* [THE PROBLEM]
The data are to be restated in full, exactly as presented.

[Records contained in a dataset]
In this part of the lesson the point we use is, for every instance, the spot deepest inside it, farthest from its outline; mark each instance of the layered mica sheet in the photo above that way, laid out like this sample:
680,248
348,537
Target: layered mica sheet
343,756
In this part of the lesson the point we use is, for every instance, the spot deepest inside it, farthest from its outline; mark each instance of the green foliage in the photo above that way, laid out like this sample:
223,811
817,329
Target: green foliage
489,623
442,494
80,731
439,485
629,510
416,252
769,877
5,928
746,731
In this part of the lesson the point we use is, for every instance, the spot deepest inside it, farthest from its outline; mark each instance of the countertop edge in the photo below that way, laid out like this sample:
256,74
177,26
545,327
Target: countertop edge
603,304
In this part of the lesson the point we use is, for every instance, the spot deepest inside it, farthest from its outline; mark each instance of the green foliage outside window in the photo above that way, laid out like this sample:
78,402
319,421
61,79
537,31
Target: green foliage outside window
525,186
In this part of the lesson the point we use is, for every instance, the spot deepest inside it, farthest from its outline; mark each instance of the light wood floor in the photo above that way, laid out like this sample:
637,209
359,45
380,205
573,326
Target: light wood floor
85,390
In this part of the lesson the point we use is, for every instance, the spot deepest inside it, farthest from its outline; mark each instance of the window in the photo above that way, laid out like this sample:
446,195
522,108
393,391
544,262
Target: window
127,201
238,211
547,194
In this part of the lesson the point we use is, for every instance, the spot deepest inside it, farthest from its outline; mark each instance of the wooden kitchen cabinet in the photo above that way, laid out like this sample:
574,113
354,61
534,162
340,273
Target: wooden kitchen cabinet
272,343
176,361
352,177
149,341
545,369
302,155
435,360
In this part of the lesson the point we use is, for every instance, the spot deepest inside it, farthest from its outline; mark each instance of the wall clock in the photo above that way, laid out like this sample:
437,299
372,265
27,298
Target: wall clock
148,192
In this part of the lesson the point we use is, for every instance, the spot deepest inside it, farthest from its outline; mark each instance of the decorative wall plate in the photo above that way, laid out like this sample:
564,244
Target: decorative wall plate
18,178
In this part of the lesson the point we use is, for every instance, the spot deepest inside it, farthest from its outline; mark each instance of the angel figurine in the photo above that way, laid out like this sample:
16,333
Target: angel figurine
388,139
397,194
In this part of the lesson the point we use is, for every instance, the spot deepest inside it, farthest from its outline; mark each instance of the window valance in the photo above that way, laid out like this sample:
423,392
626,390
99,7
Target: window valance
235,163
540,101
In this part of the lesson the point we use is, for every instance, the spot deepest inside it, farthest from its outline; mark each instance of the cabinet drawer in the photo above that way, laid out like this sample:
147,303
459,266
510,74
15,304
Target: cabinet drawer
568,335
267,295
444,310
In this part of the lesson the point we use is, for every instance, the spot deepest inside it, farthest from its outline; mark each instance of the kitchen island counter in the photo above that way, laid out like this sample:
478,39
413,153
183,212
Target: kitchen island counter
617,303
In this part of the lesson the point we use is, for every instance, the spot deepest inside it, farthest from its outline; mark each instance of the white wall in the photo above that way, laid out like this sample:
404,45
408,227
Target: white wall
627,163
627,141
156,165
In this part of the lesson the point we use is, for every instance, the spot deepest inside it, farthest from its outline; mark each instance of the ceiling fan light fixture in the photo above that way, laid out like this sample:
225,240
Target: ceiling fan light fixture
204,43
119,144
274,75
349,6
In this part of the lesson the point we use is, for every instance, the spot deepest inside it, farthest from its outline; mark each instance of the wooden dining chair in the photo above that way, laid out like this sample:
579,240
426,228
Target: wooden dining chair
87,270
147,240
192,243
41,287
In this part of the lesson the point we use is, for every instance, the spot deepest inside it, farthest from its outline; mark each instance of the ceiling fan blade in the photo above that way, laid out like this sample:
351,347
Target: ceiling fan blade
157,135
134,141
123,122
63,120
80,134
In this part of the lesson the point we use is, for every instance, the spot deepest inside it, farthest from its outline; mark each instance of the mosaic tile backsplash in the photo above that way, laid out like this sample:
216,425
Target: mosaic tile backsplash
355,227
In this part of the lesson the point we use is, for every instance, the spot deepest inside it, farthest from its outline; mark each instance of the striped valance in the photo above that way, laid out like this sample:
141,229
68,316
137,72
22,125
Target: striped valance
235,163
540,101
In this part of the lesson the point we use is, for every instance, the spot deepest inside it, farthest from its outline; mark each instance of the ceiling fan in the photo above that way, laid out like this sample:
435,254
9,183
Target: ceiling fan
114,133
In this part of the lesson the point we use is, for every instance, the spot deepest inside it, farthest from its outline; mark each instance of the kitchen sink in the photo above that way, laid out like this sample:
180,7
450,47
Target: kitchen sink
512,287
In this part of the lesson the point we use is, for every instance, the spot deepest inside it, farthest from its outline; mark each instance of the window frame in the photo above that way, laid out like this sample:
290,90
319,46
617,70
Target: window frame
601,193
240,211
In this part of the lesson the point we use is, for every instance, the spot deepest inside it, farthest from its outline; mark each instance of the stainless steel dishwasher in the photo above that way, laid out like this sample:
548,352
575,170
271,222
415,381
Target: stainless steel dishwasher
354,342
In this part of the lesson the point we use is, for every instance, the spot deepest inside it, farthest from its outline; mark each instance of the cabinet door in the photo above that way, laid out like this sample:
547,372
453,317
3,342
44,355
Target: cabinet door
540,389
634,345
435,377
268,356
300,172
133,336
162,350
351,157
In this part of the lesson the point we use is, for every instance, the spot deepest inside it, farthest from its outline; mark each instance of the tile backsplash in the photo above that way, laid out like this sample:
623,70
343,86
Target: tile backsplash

* [FINISHED EXERCISE]
In this part of the lesson the point we use is, for every instance, the spot deepest inside it, farthest from its outline; mark each instance of the layered mica sheet in the photo above that way, laid out like this sample:
680,248
348,537
Target: layered mica sheet
343,756
In this part of the lesson the point we use is, for every instance, the spot deepest inside it, farthest from its outline; mark each instance of the green foliage in the photo above that way, laid out like this sample:
223,811
817,329
Target: green foliage
489,623
442,494
80,731
439,485
629,510
416,252
769,877
5,928
746,731
In this part of the lesson the point we use is, for every instance, the spot deepest inside it, farthest from its outline; mark each instance of the countertop edge in the photo below that way, laid out like this sample:
256,74
177,26
545,327
Target: countertop edge
603,304
In this part of the lesson the point we use is, for every instance, the spot deepest inside it, farthest from its outline; mark each instance of the green foliage outside window in the photo above that way, laid out like this sample:
78,402
319,421
61,79
537,31
Target: green foliage outside window
525,186
In this part of the lesson the point we use is, for every instance, the spot deepest inside it, farthest from its outline; mark each instance of the light wood floor in the photo above that way, laid out like this sample:
637,209
359,45
380,205
573,326
Target: light wood floor
85,390
In this part of the lesson the point we use is, for every instance, the spot deepest inside it, farthest from its outline; mark each instance of the window in the photo above that way, laid out like this sample:
446,195
522,108
393,391
544,262
Target: window
127,201
238,211
547,194
In this part of the lesson the point we use is, for every instance, the spot deepest inside it, farthest from its outline; mark each instance of the wooden kitchen cabinet in the photo above that way, laid out like this sample:
574,113
354,61
534,162
340,273
Target: wooden kitchen cabinet
272,343
176,361
352,177
149,341
545,369
302,155
435,360
In this part of the lesson the point we use is, for every instance, the spot deepest inside it, farthest from its outline; mark each instance of the wall clock in the photo above that way, laid out like this sample:
437,299
372,265
27,298
Target: wall clock
148,192
In this part of the lesson the point we use is, for every instance, the spot deepest inside it, farthest from its outline; mark each instance of the decorative wall plate in the photo above that way, laid out like this sample:
564,244
Target: decorative wall plate
18,178
In this part of the lesson the point we use is, for every instance, the spot deepest inside it, farthest from its outline; mark each instance of the angel figurine in the photo above that way, laid out like this sample:
16,333
Target: angel figurine
388,139
397,194
In this part of the lesson the point we use is, for every instance, the spot deepest inside it, farthest from its outline; mark each instance of the window valance in the photo above that way, laid out like this sample:
423,392
626,390
99,7
Target: window valance
235,163
540,101
In this part of the lesson the point we use is, for every instance, the spot deepest inside it, farthest from its outline; mark each instance of the cabinet drawer in the photo above that way, laid out like this sample:
147,303
459,266
510,74
15,304
Target: cabinet drawer
568,335
267,295
444,310
In this part of the lesson the point we use is, for every instance, the spot deepest inside it, farthest from its outline; mark each instance of the kitchen island counter in the photo above that way, laid out like this sample:
478,39
413,153
183,212
Target: kitchen island counter
617,303
In this part of the lesson the point we use is, for every instance, the spot deepest inside it, farthest from its outline; mark each instance of the white wall in the photo above that way, laid out like this sample:
404,45
408,227
Target: white wall
627,163
627,141
156,165
In this part of the lesson the point we use is, for every instance, the spot deepest inside it, farthest from its outline; mark each instance of the ceiling fan light fixture in the photo above that way, laid out like this sample:
225,240
Target: ceiling fan light fixture
204,43
119,144
274,75
349,6
In this part of the lesson the point we use is, for every instance, the spot deepest inside it, farthest from its outline; mark each instance of the wooden dining chair in the photo above that way, laid out like this sample:
579,240
426,228
Target: wooden dining chair
87,270
147,240
192,243
41,287
In this part of the lesson the point we use is, for every instance, the spot deepest inside it, farthest from its outline; mark each instance of the ceiling fan blade in the photo above that way, laid out like this sample:
351,347
Target: ceiling fan blade
157,135
134,141
123,122
63,120
80,134
In this part of the lesson the point we use is, for every instance, the spot deepest inside it, farthest from its outline; mark each instance of the mosaic tile backsplash in the photo above that way, laid out like this sample:
216,425
Target: mosaic tile backsplash
355,227
In this part of the lesson the point we use is, for every instance, the spot deepest inside it, farthest from its outline; mark each instance of the striped valance in the photo above that way, laid out like this sample:
141,229
68,316
137,72
22,125
Target: striped valance
235,163
540,101
In this part of the lesson the point we use is, for every instance, the spot deepest inside it, farthest from its outline; mark each instance of the ceiling fan in the photo above that way, laid out like this sample:
435,254
9,183
Target: ceiling fan
114,133
In this part of the lesson the point we use is, for every instance, the spot deepest inside it, farthest from its outline; mark each instance of the kitchen sink in the photo above that way, laid out like this sample:
180,7
450,47
Target: kitchen sink
512,287
In this part of the lesson the point we use is, for every instance, the spot deepest inside it, farthest from its outline; mark each instance of the window frame in the photo above that way, laid out like this sample:
290,90
319,46
617,70
Target: window frame
601,193
240,211
In this part of the lesson the point we use is, for every instance, the spot deepest inside it, farthest from its outline; mark each instance of the stainless steel dishwasher in the photo above that way, laid out like this sample:
548,352
575,170
271,222
415,381
Target: stainless steel dishwasher
354,342
In this part of the lesson the point we use is, for every instance, the spot deepest inside it, farthest from its outline; mark each instance of the cabinet door in the photo above that way, laid out like this sample:
547,372
453,317
3,342
44,355
Target: cabinet door
540,389
634,345
435,377
268,356
300,172
133,336
162,350
351,157
In this part of the lesson the point we use is, for every instance, the spot deepest inside it, farthest from its outline; mark each instance of the tile backsplash in the photo above that way, laid out like this sample:
623,70
343,86
Target: tile backsplash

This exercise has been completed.